Extracted data section start
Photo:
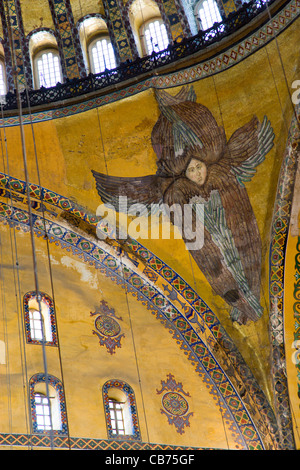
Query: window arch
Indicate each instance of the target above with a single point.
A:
(120, 410)
(40, 322)
(154, 35)
(48, 410)
(47, 68)
(101, 55)
(45, 59)
(97, 48)
(142, 13)
(207, 13)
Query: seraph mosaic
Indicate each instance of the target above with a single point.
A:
(198, 166)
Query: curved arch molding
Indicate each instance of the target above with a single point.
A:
(222, 61)
(187, 317)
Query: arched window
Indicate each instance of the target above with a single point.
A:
(120, 410)
(101, 55)
(96, 46)
(45, 58)
(47, 405)
(40, 322)
(47, 69)
(154, 34)
(207, 13)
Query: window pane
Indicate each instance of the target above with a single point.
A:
(42, 410)
(48, 69)
(156, 38)
(116, 418)
(208, 14)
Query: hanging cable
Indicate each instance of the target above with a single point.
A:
(134, 348)
(282, 66)
(48, 257)
(15, 266)
(25, 167)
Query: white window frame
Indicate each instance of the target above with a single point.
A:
(40, 322)
(101, 54)
(53, 75)
(150, 43)
(48, 414)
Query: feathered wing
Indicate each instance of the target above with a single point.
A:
(215, 223)
(248, 147)
(219, 257)
(123, 192)
(187, 125)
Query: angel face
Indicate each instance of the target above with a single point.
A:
(196, 171)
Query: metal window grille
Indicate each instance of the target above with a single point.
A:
(48, 69)
(43, 412)
(208, 14)
(116, 417)
(36, 325)
(156, 38)
(103, 56)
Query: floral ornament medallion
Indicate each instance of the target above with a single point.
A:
(107, 327)
(174, 404)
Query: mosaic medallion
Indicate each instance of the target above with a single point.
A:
(174, 404)
(107, 327)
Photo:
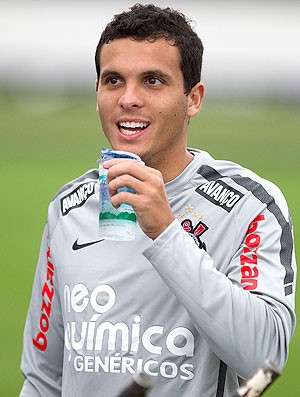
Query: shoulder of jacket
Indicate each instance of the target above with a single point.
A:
(89, 176)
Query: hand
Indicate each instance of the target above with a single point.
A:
(150, 202)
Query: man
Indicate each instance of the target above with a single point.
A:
(205, 292)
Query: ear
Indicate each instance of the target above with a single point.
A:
(195, 98)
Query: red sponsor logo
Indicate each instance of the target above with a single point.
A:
(40, 341)
(248, 259)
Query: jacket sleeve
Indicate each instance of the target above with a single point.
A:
(42, 356)
(245, 317)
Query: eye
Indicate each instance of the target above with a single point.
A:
(113, 81)
(153, 81)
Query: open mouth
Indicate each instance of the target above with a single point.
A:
(132, 127)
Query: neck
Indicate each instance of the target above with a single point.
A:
(171, 169)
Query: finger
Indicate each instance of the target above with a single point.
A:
(118, 167)
(124, 181)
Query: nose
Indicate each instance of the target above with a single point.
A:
(131, 97)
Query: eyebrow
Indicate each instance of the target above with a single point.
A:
(146, 73)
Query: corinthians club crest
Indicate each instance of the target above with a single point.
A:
(195, 232)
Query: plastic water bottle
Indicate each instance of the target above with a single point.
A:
(115, 223)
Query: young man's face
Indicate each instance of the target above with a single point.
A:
(141, 100)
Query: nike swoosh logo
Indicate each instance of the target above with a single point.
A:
(77, 246)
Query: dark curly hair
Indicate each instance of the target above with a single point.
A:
(149, 22)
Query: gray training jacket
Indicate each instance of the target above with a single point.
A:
(199, 308)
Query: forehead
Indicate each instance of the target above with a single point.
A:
(131, 54)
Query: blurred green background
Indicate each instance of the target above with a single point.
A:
(47, 140)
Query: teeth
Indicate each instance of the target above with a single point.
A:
(133, 124)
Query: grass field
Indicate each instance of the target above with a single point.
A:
(46, 141)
Extracted data section end
§ Assigned task: Which lines above run from the one containing "Query: curved arch molding" to the one containing "Query: window pane"? Give them again exactly, both ends included.

§ Response:
Query: curved arch molding
Indicate each instance of the target above with a single point.
A:
(222, 61)
(187, 317)
Query: arched window
Indicate each instance of the target above with a single point.
A:
(120, 410)
(101, 55)
(96, 46)
(45, 58)
(47, 405)
(40, 322)
(47, 69)
(154, 34)
(207, 13)
Query: window pane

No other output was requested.